** What this task involves **
The word "exact" occurs in some of the lines below; copy each of those lines.

** Source data **
"""

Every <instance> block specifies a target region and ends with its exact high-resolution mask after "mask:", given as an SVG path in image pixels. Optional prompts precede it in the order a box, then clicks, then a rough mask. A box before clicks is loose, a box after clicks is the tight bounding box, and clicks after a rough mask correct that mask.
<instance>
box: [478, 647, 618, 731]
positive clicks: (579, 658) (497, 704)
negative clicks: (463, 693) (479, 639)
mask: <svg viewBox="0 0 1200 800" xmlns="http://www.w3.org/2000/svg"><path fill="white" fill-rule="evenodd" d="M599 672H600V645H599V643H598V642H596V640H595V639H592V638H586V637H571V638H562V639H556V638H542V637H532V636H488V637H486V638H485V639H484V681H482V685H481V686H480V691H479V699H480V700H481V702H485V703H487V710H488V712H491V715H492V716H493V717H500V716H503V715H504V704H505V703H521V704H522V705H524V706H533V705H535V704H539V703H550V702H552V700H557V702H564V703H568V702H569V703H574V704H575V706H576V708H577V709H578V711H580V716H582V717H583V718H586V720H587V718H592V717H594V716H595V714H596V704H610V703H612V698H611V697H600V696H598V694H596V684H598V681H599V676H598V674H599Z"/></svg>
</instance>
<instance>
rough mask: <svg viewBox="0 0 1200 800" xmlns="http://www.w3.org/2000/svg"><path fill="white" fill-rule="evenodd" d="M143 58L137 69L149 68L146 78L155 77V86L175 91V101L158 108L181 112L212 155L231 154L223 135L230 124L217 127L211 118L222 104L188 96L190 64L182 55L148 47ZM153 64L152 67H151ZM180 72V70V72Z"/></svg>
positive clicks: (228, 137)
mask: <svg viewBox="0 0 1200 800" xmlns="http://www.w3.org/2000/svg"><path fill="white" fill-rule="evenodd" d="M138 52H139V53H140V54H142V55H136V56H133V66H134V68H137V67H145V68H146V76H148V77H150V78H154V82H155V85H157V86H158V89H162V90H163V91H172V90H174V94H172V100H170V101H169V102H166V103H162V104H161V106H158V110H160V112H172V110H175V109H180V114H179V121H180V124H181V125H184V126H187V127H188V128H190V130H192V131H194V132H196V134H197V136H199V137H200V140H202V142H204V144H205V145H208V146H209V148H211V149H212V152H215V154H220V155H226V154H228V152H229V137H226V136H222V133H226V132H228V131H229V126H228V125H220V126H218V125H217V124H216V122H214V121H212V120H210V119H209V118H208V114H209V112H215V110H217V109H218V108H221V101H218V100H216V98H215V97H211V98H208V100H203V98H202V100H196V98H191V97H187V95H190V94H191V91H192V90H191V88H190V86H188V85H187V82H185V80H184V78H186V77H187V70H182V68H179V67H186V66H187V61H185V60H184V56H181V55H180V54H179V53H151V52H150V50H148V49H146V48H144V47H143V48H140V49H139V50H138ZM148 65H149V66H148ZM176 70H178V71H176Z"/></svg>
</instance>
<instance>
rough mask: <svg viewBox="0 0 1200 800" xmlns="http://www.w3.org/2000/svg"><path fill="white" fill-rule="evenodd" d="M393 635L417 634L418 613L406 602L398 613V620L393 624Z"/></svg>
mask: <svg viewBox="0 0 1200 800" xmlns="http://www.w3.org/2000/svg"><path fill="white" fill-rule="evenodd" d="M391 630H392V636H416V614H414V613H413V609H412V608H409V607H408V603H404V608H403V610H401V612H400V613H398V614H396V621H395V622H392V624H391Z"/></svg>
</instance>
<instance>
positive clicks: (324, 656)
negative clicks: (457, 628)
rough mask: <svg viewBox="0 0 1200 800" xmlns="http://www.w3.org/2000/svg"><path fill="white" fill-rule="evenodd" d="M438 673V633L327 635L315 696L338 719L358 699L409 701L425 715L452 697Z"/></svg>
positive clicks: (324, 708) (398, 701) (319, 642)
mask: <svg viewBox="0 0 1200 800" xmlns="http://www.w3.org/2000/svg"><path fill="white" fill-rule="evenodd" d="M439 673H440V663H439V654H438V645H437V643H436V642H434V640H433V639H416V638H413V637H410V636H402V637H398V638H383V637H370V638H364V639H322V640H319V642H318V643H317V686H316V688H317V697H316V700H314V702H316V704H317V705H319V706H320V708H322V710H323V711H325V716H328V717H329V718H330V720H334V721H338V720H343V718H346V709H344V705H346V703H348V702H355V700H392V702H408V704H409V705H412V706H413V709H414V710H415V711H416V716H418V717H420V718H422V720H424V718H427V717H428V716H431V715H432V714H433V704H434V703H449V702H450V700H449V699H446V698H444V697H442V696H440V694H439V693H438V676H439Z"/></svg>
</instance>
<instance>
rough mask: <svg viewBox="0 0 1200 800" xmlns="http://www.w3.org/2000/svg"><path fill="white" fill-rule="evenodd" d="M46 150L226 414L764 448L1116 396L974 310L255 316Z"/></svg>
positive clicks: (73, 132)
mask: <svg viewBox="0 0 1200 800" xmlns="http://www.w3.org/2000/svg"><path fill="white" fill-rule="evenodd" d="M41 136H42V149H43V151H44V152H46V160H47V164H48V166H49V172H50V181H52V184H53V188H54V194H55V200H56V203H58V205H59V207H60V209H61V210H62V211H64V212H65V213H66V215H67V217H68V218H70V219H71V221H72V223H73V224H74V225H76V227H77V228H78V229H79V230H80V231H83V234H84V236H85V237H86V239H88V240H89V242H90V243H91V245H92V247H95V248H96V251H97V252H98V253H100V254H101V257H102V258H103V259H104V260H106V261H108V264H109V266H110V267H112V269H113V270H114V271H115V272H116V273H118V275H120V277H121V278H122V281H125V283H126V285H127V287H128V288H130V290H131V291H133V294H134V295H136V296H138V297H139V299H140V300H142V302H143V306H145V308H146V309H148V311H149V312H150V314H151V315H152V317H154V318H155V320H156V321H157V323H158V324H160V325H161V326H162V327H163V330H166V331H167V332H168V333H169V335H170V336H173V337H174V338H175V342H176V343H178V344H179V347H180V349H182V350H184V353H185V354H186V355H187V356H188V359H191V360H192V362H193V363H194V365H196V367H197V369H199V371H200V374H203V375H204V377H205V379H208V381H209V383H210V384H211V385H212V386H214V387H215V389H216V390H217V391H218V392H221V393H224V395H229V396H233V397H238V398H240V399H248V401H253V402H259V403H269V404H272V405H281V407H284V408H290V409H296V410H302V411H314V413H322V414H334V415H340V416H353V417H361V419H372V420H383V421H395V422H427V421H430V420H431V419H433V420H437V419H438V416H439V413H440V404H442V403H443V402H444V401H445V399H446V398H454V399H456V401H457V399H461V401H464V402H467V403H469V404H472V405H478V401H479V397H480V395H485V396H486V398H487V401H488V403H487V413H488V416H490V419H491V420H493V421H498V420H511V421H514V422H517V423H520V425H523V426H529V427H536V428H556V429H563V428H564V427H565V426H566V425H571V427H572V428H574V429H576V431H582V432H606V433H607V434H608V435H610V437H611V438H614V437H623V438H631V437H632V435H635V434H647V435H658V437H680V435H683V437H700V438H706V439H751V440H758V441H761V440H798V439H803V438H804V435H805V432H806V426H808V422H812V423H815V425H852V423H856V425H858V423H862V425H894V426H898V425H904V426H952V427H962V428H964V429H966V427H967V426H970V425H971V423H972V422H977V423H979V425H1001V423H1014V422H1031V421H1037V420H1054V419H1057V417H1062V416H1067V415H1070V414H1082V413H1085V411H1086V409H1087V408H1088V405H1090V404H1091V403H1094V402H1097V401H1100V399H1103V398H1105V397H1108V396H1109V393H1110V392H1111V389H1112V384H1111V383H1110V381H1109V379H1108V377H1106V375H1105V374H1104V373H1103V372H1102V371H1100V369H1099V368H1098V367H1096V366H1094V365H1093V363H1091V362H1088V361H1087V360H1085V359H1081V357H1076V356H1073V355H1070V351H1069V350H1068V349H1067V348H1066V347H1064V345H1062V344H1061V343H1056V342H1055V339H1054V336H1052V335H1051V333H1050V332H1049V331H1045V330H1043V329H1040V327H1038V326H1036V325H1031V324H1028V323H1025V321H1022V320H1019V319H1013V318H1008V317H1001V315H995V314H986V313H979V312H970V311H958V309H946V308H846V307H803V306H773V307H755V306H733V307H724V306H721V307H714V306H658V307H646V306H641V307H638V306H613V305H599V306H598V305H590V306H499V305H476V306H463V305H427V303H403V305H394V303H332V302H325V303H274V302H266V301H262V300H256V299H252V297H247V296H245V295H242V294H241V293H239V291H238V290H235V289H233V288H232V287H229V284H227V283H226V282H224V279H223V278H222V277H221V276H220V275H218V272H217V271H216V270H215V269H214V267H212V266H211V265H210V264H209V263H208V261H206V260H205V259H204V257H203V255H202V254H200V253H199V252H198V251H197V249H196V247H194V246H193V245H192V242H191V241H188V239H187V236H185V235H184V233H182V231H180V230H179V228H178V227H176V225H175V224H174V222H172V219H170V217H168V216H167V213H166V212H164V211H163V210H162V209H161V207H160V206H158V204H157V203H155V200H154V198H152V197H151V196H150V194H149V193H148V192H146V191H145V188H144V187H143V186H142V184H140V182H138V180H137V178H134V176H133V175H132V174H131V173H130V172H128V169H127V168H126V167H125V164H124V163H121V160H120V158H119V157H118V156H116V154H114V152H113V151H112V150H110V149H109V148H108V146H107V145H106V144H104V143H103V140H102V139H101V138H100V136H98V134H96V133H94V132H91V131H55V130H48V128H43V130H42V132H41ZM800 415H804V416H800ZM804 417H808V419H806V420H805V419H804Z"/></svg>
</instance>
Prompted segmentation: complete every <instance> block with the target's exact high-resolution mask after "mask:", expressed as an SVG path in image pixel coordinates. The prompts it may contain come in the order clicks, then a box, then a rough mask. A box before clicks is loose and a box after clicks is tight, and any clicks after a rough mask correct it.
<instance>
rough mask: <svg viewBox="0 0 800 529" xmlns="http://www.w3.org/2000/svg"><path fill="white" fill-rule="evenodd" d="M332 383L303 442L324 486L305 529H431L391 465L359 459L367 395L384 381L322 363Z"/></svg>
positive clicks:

"""

** Solution to this exercise **
Every <instance> block specifies a target region and ends with its exact high-resolution mask after "mask:", given as an SVG path in image pixels. Optional prompts precede it in the order a box, then clicks, then a rough mask. A box before clicks is loose, a box after clicks is the tight bounding box, and clicks after a rough mask correct that mask.
Prompted segmentation: complete every <instance> block with the target's exact high-resolution mask after "mask:", expressed as an SVG path in image pixel coordinates. The prompts it may contain come in the order clicks, then a box, then a rough mask. A box before clicks is loose and a box after clicks is tight, and any clicks after a rough mask correct it.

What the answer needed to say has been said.